**MATERIAL FOR THIS TASK**.
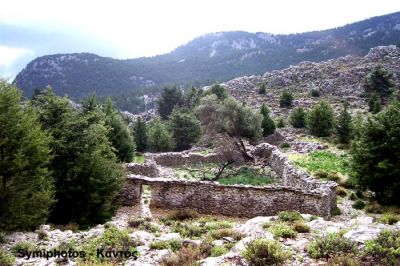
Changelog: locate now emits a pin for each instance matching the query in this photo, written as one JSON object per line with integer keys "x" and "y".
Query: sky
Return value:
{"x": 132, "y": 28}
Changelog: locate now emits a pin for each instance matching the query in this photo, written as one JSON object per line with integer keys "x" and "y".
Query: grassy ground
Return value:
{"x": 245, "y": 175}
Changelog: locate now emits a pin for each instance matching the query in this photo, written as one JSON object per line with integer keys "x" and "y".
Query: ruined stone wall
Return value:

--

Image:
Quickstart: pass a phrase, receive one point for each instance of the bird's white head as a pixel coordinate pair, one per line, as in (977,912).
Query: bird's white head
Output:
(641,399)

**OBJECTIVE**.
Pull out each line in the items above that contains the string "bird", treating uppercase and lowercase letters as distinct.

**OUTPUT FOR THIS EXERCISE**.
Quickstart: pass a phrase, receive one point for each instance of the bird's white head as a pixel coordinate pair, one per line, as in (977,912).
Query: bird's white head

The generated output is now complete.